## Task 1
In the review of The Investigation and Clarice, shorten the paragraph beginning "But pointing out flaws isn't the same thing" while keeping its main facts.
## Task 2
According to the review of The Investigation and Clarice, what do Jens and Jakob theorize about why the Wall case became a national obsession?

## Source text
A similar vision doesn’t mean similar execution. The Investigation is very much a prestige product, its pace befitting the birthplace of “slow TV”; Clarice can’t help but take on the rhythms of a broadcast drama, turning its focus to a corporate conspiracy that supplants the serial killer as its Big Bad. But each is, in its own way, trying to navigate a similar paradox. How, they ask, do you subvert the crime fiction industrial complex while still compelling an audience? Are the tropes that can make crime stories so exploitative also all that makes them entertaining?
Fueled by podcasts like My Favorite Murder and docuseries like Tiger King, the true crime boom has long since grown enough to merit its own mini-wave of thoughtful takedowns, whether of specific works or the genre as a whole. The Investigation even takes a stab at a sort of meta-commentary, with Jens and Jakob discussing why the Wall case has become such a national obsession. (Hilariously, they theorize that Denmark and Sweden are almost too healthy, its citizens so sated by free healthcare and ample vacation time they crave the catharsis of a truly messed-up murder.) The knocks are as simple as they are true: Rather than commemorate victims, these works often turn them into plot devices; with the insatiable demand for more content, life-changing traumas become a weekend’s diversion. The same problems occur in crime stories that aren’t literally ripped from the headlines but often take their inspiration from real-life events. The characters on Criminal Minds don’t have to be real to feed the same idea of bloodshed as an evening’s entertainment.
But pointing out flaws isn’t the same thing as correcting for them. Clarice and The Investigation take on the latter, a far more difficult task. Just as Clarice follows Catherine and Clarice herself as they continue to lead their lives, long after the news cameras have moved on, The Investigation spends a significant amount of time familiarizing the audience with Kim Wall. Her killer is deliberately effaced, brought up only in the context of how Jens and his colleagues can bring him to justice. Through her parents, Ingrid (Pernilla August) and Joachim (Rolf Lassgard), however, we come to know Kim’s dedication to her work, her passion for travel, and the legacy she’s left behind. The Investigation inverts its field’s typical focus on the killer over the killed. Clarice does, too—though because it can’t so much as mention Hannibal Lecter for rights reasons, it’s more by necessity than choice.
The Investigation is more successful than Clarice, though not necessarily more engrossing. Its effect can be hypnotic as Lindholm’s camera lingers on sharp, austere compositions that highlight dark seas and open skies. But it’s also tightly restrained, a stylistic choice that equally drives its highs and its lows. The same glacial progress that can make The Investigation a slog is also what makes it an effective counterpoint, and vice versa. No wonder Clarice gives in to the familiar beats of a cop show—the supportive work friend; the boss who gives his grudging respect. Identifying an issue is easy. Building something new is hard.

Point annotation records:
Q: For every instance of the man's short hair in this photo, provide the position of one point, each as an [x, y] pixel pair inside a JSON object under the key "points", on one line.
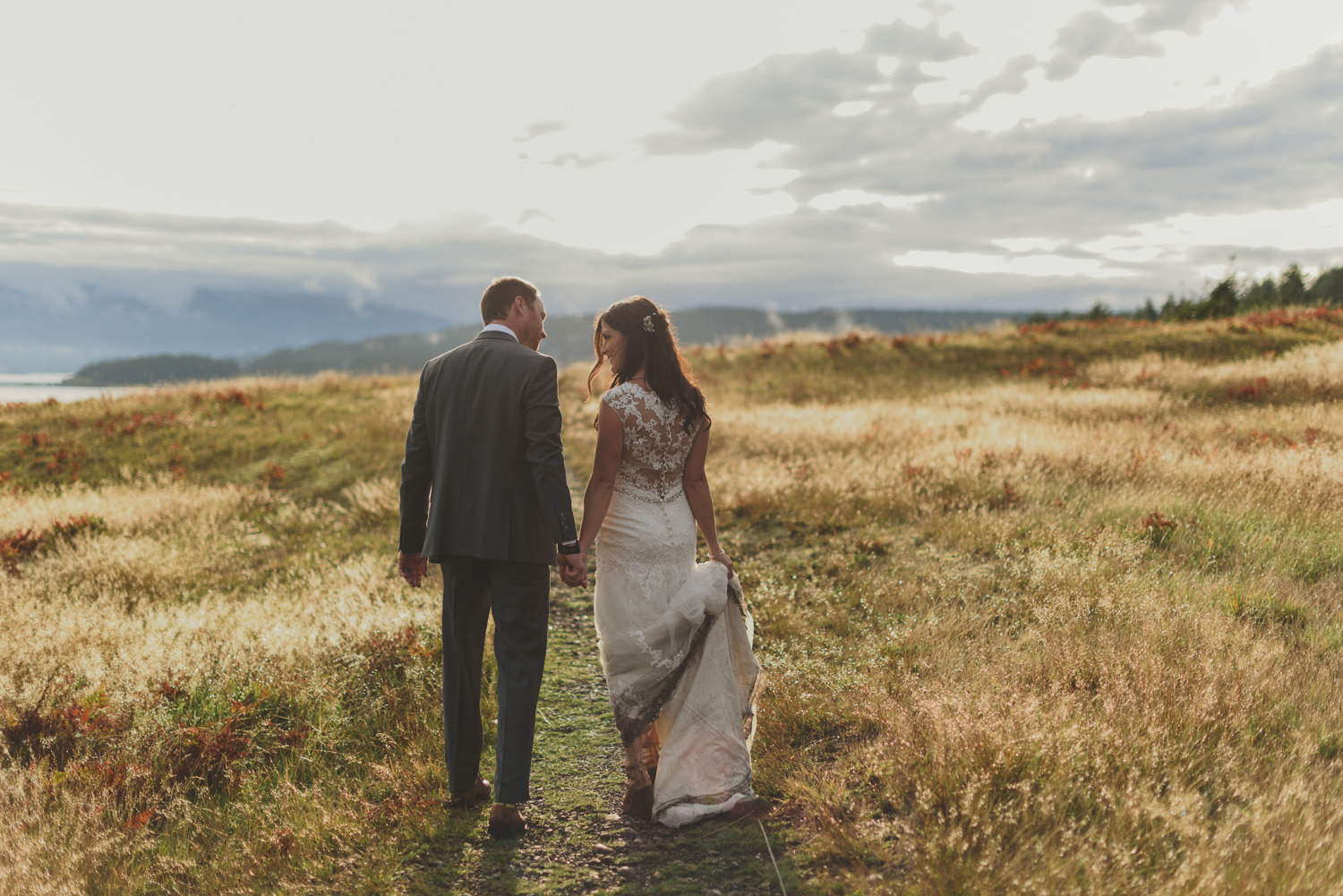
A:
{"points": [[500, 294]]}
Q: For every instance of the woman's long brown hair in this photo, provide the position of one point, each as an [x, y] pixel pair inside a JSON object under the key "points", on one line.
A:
{"points": [[650, 343]]}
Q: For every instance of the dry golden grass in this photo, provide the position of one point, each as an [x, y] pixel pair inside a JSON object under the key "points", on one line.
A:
{"points": [[1058, 627]]}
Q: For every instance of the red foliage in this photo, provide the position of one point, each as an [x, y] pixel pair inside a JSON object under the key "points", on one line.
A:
{"points": [[26, 543], [1155, 520], [56, 734], [233, 395], [1251, 391], [139, 820]]}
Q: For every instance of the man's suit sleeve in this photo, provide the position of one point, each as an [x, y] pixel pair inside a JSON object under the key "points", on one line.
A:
{"points": [[542, 422], [416, 479]]}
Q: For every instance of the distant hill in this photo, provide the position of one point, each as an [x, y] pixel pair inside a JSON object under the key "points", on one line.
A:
{"points": [[59, 333], [569, 338], [155, 368]]}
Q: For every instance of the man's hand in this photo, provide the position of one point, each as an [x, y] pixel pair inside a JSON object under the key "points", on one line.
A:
{"points": [[413, 568], [574, 570]]}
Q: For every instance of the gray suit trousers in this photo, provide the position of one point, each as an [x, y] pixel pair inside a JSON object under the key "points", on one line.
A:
{"points": [[518, 597]]}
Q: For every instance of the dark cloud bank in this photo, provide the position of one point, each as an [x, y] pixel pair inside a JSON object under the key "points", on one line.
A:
{"points": [[231, 287]]}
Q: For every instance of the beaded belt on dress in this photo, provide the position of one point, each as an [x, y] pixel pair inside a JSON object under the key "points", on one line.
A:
{"points": [[649, 498]]}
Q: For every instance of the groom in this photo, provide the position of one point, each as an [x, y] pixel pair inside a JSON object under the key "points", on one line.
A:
{"points": [[485, 442]]}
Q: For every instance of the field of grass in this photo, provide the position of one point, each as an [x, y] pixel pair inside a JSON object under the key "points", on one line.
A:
{"points": [[1044, 610]]}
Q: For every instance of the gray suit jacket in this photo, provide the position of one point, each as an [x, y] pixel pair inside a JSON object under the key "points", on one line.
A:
{"points": [[485, 440]]}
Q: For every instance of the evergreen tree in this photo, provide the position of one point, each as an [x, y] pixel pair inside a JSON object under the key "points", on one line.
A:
{"points": [[1222, 300], [1292, 292], [1327, 287]]}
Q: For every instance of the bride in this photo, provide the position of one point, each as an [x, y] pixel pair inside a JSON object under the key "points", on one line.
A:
{"points": [[674, 635]]}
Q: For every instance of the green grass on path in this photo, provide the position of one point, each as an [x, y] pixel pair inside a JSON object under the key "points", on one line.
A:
{"points": [[577, 786]]}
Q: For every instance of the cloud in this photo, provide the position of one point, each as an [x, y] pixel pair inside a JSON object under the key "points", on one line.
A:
{"points": [[539, 128], [897, 204], [577, 161], [1268, 150], [1022, 265], [1096, 34], [843, 198]]}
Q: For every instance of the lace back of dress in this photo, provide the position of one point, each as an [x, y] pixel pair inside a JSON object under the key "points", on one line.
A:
{"points": [[655, 442]]}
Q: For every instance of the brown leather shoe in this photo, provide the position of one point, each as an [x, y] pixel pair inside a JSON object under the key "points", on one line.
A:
{"points": [[749, 807], [470, 797], [507, 821]]}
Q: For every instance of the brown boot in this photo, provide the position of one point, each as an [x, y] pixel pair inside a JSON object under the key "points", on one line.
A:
{"points": [[638, 793], [507, 821]]}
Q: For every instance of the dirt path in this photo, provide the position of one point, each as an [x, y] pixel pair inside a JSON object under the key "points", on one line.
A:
{"points": [[577, 842]]}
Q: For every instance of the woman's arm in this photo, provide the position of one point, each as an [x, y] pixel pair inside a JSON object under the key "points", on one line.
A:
{"points": [[606, 464], [698, 498]]}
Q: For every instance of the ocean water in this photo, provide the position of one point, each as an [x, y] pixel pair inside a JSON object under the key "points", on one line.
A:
{"points": [[39, 387]]}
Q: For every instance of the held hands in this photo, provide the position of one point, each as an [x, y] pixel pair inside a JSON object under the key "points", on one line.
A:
{"points": [[722, 557], [413, 568], [574, 570]]}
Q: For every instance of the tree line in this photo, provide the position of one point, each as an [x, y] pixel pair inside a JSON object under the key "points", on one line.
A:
{"points": [[1230, 297]]}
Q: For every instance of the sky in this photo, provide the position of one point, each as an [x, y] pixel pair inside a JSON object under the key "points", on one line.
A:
{"points": [[966, 153]]}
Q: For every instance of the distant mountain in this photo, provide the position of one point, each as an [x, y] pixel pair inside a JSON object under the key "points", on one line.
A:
{"points": [[155, 368], [64, 332], [569, 338]]}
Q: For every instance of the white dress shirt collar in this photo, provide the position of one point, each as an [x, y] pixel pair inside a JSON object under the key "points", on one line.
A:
{"points": [[500, 328]]}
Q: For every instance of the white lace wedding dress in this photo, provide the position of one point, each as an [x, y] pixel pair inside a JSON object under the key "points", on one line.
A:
{"points": [[674, 635]]}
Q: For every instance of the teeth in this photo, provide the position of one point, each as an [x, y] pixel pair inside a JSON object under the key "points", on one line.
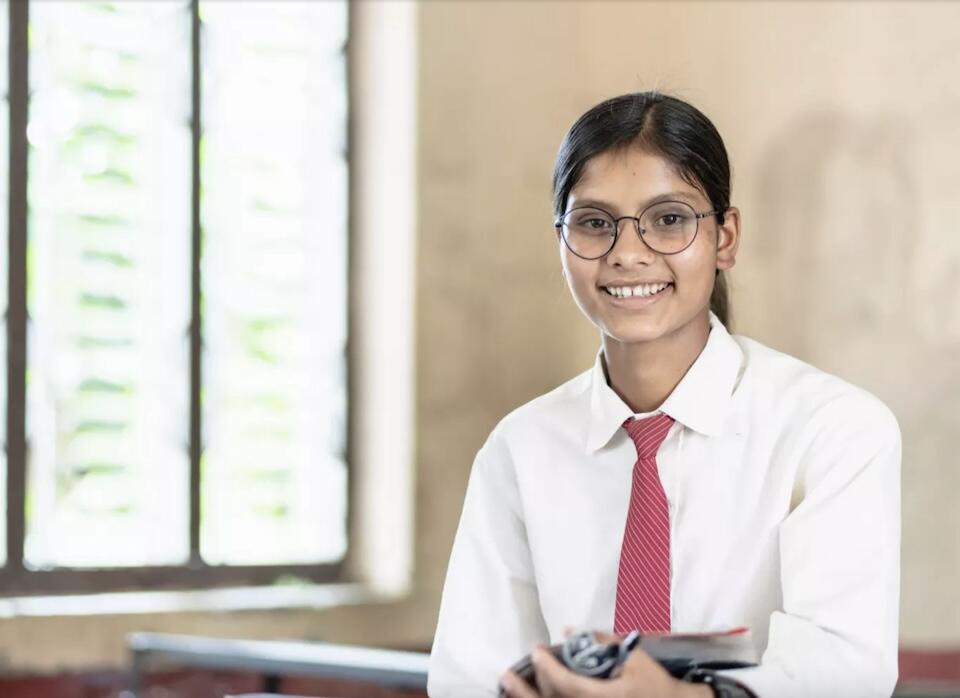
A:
{"points": [[641, 291]]}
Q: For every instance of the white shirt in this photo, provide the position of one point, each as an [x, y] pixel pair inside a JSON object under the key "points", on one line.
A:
{"points": [[783, 484]]}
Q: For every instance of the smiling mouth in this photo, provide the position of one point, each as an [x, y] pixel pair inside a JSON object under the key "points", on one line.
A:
{"points": [[640, 291]]}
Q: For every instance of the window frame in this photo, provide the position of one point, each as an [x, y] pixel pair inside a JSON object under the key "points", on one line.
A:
{"points": [[195, 573]]}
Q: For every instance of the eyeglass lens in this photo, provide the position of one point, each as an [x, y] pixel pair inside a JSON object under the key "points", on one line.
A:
{"points": [[666, 227]]}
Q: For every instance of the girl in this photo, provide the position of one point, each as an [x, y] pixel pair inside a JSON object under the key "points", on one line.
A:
{"points": [[692, 480]]}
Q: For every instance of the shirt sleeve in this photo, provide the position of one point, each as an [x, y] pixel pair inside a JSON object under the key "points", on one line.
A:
{"points": [[837, 634], [489, 614]]}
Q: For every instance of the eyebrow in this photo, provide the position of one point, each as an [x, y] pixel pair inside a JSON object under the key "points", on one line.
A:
{"points": [[659, 198]]}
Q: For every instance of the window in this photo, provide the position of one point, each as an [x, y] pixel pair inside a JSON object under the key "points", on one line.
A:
{"points": [[176, 412]]}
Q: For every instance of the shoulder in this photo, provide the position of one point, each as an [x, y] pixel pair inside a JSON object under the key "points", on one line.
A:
{"points": [[811, 399], [561, 407]]}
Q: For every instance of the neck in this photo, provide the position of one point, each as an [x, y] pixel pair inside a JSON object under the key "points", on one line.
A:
{"points": [[644, 374]]}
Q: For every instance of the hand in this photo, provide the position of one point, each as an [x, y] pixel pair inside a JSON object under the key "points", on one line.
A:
{"points": [[641, 677]]}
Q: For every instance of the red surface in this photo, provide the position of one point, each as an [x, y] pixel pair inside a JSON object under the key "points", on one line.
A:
{"points": [[930, 665], [183, 684], [916, 666]]}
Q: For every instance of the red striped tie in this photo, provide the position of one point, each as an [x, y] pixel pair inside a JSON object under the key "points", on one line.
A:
{"points": [[643, 582]]}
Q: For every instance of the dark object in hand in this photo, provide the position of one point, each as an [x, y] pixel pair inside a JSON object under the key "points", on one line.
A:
{"points": [[583, 655]]}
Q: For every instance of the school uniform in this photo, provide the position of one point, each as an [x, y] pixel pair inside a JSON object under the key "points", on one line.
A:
{"points": [[783, 491]]}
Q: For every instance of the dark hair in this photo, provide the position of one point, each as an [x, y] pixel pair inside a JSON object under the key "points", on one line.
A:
{"points": [[664, 125]]}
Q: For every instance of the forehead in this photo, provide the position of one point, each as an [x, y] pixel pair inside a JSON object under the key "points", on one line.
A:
{"points": [[627, 177]]}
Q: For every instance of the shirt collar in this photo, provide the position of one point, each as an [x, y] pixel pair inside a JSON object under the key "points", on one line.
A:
{"points": [[700, 401]]}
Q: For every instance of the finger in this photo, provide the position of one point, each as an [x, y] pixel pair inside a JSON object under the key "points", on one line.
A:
{"points": [[556, 681], [517, 687], [639, 663]]}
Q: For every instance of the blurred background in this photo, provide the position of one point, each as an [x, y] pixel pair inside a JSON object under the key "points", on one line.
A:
{"points": [[275, 269]]}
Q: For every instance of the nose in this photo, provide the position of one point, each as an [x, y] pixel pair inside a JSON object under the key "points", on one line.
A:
{"points": [[630, 249]]}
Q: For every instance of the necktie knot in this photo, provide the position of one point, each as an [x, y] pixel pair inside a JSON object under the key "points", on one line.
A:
{"points": [[648, 434]]}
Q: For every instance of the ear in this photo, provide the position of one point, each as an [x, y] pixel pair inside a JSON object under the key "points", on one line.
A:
{"points": [[728, 239]]}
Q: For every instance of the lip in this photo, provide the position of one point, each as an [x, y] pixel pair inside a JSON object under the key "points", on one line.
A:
{"points": [[619, 282], [634, 301]]}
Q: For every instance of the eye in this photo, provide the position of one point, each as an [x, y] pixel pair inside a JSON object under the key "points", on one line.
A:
{"points": [[596, 223], [669, 220]]}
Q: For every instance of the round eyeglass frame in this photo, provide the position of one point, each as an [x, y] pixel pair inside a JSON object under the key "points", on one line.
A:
{"points": [[558, 224]]}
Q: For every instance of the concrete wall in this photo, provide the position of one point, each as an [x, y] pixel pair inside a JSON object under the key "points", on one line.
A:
{"points": [[843, 124]]}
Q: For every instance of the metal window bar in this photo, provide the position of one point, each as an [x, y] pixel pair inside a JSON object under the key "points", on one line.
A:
{"points": [[15, 578]]}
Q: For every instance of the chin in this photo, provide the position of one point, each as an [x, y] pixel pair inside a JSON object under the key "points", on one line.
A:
{"points": [[635, 332]]}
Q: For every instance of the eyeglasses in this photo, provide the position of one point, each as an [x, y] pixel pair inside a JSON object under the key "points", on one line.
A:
{"points": [[666, 227]]}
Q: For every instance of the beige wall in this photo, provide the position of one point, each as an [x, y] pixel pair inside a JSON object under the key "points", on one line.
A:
{"points": [[843, 123]]}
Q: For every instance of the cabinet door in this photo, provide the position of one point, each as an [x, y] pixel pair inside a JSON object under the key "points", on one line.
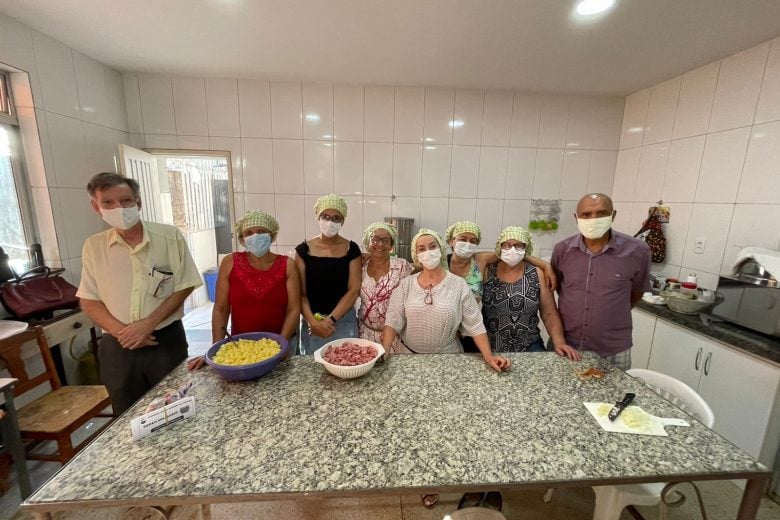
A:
{"points": [[742, 391], [642, 336], [675, 351]]}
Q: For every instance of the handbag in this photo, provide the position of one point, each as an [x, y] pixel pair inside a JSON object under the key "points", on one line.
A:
{"points": [[652, 234], [37, 292]]}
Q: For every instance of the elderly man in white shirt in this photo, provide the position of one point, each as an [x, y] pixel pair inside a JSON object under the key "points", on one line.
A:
{"points": [[135, 278]]}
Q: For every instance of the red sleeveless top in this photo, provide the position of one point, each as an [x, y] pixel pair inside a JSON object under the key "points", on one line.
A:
{"points": [[258, 299]]}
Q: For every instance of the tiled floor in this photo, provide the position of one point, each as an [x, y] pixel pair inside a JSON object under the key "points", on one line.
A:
{"points": [[721, 500]]}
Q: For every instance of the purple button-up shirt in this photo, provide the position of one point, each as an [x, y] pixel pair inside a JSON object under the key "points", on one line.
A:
{"points": [[594, 290]]}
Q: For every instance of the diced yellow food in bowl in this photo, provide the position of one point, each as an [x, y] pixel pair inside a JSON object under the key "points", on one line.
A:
{"points": [[246, 352]]}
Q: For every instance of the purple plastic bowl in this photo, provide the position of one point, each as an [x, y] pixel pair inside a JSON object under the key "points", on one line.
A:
{"points": [[253, 371]]}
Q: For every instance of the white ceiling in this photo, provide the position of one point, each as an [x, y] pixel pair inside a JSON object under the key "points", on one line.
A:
{"points": [[519, 44]]}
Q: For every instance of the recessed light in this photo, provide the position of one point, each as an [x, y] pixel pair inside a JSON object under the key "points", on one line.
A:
{"points": [[591, 7]]}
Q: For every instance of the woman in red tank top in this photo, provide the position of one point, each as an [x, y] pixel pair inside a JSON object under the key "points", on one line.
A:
{"points": [[258, 290]]}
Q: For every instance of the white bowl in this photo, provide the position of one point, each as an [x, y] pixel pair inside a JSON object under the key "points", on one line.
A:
{"points": [[349, 372]]}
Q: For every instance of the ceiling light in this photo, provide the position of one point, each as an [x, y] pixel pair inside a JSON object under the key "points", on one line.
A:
{"points": [[591, 7]]}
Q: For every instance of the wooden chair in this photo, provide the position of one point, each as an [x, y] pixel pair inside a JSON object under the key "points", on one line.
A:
{"points": [[57, 414]]}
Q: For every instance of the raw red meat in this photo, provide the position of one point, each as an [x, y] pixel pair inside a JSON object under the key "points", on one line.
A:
{"points": [[349, 354]]}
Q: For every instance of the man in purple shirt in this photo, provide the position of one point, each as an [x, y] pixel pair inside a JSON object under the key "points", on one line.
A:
{"points": [[602, 274]]}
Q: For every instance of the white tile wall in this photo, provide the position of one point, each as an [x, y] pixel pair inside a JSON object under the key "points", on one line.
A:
{"points": [[721, 177], [439, 112], [435, 154], [286, 110], [318, 167], [721, 167], [467, 122], [317, 111], [739, 83], [91, 83], [189, 104], [254, 98], [379, 114], [660, 111], [409, 114], [348, 106]]}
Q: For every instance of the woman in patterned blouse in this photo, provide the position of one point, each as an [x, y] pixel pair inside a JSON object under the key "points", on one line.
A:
{"points": [[513, 293], [381, 275], [427, 309]]}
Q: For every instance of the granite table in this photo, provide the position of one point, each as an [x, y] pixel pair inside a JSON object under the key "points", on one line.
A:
{"points": [[415, 423]]}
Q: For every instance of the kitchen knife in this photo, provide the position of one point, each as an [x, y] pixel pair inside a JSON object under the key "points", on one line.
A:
{"points": [[620, 406]]}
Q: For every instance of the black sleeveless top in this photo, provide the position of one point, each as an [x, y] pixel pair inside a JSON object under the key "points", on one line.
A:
{"points": [[327, 278], [511, 310]]}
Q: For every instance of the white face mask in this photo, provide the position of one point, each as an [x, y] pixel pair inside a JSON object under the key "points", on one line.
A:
{"points": [[329, 229], [430, 259], [594, 228], [121, 218], [512, 256], [464, 249]]}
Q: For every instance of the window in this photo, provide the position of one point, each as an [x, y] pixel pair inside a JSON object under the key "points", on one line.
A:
{"points": [[14, 211], [6, 107]]}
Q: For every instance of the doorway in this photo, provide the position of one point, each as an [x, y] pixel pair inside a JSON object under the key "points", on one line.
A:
{"points": [[191, 191]]}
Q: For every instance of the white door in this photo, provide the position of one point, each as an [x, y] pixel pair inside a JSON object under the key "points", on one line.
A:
{"points": [[677, 353], [142, 167], [742, 393]]}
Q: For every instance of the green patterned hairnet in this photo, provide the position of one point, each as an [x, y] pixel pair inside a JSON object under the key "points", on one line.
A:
{"points": [[256, 218], [331, 201], [515, 233], [379, 225], [463, 226], [439, 240]]}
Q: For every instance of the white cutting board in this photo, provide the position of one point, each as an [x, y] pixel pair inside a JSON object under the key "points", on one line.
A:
{"points": [[632, 420]]}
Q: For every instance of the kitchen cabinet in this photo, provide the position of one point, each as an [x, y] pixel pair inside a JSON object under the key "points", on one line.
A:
{"points": [[642, 338], [741, 390]]}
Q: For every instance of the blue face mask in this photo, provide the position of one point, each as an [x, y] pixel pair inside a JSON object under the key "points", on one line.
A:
{"points": [[258, 244]]}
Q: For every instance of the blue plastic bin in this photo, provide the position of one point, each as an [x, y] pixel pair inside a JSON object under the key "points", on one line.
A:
{"points": [[210, 275]]}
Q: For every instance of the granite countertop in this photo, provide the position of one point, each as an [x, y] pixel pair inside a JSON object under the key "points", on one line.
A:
{"points": [[422, 422], [760, 345]]}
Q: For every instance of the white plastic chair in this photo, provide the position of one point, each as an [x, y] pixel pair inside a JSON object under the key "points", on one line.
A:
{"points": [[610, 500]]}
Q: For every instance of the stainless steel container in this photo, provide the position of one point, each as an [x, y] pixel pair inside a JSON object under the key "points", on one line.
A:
{"points": [[405, 228], [751, 298]]}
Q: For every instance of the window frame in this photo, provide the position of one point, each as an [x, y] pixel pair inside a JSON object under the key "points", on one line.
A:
{"points": [[7, 110], [9, 121]]}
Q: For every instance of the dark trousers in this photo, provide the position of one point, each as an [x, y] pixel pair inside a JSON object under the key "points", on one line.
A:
{"points": [[129, 374]]}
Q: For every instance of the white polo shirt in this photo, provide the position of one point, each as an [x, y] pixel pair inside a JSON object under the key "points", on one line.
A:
{"points": [[133, 282]]}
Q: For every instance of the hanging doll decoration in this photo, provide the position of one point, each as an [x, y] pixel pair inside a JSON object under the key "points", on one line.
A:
{"points": [[653, 234]]}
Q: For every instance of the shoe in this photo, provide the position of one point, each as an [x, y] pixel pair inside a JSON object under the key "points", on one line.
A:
{"points": [[430, 501], [471, 500], [493, 500]]}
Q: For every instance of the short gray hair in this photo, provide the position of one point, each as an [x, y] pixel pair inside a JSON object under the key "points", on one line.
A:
{"points": [[106, 180]]}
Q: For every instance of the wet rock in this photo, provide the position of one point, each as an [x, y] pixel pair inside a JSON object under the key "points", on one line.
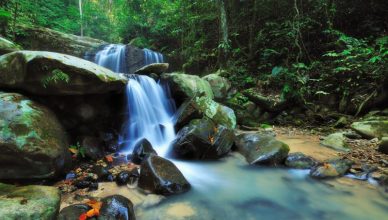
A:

## Exercise answer 1
Both Clarice and The Investigation try to correct the flaws critics point out, which is a far harder task. Clarice follows Catherine and Clarice as their lives continue after the news cameras leave. The Investigation spends much of its time on Kim Wall. It deliberately effaces her killer, mentioning him only in relation to how Jens and his colleagues can bring him to justice. Through her parents, Ingrid (Pernilla August) and Joachim (Rolf Lassgard), viewers learn of Kim's dedication to her work, her passion for travel and her legacy. Both shows invert the genre's usual focus on the killer over the victim. For Clarice, though, this is more necessity than choice, because rights issues prevent it from even mentioning Hannibal Lecter.

## Exercise answer 2
They theorize that Denmark and Sweden are almost too healthy, and their citizens are so sated by free healthcare and ample vacation time that they crave the catharsis of a truly messed-up murder.